Saved entries

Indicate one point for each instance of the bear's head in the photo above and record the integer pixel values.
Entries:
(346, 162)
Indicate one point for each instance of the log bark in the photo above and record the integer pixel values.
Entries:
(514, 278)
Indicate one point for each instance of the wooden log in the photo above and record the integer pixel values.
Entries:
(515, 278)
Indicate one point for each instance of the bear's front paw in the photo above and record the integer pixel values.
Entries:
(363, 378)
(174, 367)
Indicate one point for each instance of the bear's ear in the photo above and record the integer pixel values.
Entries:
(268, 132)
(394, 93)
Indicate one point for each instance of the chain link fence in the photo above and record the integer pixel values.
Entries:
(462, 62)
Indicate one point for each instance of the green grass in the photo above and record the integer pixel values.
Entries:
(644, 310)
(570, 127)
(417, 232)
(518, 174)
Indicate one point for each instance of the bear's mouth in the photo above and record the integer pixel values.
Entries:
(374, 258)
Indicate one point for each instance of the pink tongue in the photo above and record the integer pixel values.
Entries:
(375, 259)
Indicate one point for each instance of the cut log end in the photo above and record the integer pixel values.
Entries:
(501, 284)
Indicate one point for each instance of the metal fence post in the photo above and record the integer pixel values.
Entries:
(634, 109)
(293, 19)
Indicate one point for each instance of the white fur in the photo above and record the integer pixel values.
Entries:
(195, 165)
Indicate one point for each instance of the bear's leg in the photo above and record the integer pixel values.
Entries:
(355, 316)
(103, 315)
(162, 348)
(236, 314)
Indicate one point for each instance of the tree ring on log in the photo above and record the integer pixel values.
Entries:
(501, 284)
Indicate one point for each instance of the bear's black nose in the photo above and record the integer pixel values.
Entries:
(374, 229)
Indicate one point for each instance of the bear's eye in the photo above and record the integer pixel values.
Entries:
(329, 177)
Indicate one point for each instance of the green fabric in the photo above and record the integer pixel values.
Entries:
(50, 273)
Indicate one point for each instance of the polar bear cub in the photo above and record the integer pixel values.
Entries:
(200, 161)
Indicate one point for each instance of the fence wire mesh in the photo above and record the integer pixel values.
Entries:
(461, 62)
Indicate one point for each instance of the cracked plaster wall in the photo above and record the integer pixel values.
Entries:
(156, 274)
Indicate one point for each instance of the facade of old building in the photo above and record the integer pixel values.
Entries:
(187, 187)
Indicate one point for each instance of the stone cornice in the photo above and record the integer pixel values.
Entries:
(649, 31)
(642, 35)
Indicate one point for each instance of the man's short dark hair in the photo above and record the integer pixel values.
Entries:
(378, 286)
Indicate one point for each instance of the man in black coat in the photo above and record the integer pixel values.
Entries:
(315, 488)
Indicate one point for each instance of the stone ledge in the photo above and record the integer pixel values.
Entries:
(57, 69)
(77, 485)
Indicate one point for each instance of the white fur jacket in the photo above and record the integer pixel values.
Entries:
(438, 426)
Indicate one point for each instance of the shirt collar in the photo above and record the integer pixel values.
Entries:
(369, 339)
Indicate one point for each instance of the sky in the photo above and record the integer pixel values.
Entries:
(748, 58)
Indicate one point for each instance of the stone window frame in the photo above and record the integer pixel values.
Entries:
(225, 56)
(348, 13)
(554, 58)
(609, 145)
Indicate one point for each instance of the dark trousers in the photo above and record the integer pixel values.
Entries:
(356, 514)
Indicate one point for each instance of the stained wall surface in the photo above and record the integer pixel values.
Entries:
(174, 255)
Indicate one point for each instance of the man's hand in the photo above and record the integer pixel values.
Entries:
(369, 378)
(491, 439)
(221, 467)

Exercise details:
Every line that contains the string "green" should be copied from the records.

Answer to this problem:
Indicate one point for each instance of the green grass in the photo above and record the integer pixel values.
Indicate one point for each instance of the green fabric in the photo above and record the integer pixel values.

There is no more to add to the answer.